*PROBLEM TO SOLVE*. Reproduce the items below with "instance" swapped for "occurrence" and every other character left as it is. Omit the pictures from your reply.

+++ EXERCISE MATERIALS

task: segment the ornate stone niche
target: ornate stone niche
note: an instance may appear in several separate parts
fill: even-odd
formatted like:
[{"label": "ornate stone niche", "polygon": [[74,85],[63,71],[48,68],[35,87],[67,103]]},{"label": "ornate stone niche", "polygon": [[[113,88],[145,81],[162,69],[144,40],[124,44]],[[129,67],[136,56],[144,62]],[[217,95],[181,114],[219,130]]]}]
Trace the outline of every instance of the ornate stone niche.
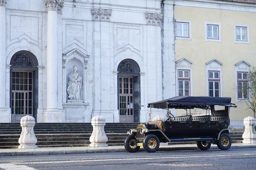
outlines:
[{"label": "ornate stone niche", "polygon": [[[63,95],[62,106],[66,122],[85,122],[91,119],[91,113],[87,109],[89,104],[87,102],[87,64],[89,55],[84,49],[76,45],[69,49],[73,49],[63,54]],[[68,48],[67,48],[68,49]],[[65,52],[67,50],[63,50]],[[76,66],[80,76],[82,85],[80,98],[69,97],[67,90],[69,86],[69,76]],[[77,99],[78,100],[77,100]]]}]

++++++

*WRITTEN ANSWER*.
task: segment the ornate stone niche
target: ornate stone niche
note: an occurrence may appear in several separate parts
fill: even-odd
formatted like:
[{"label": "ornate stone niche", "polygon": [[74,85],[63,71],[48,68],[35,87],[67,103]]},{"label": "ornate stone niche", "polygon": [[[113,88],[145,81],[162,69],[144,40],[124,44]],[[129,67],[136,56],[144,62]],[[217,95],[181,114],[219,130]]]}]
Trace the outline of every occurrence of the ornate stone niche.
outlines:
[{"label": "ornate stone niche", "polygon": [[[63,95],[62,106],[66,122],[85,122],[91,119],[91,113],[87,109],[89,104],[87,102],[87,64],[89,55],[84,49],[76,45],[69,49],[73,49],[63,54]],[[68,48],[67,48],[68,49]],[[65,52],[67,50],[63,50]],[[76,66],[80,76],[82,85],[80,98],[69,97],[67,90],[69,86],[69,76]],[[77,99],[78,100],[77,100]]]}]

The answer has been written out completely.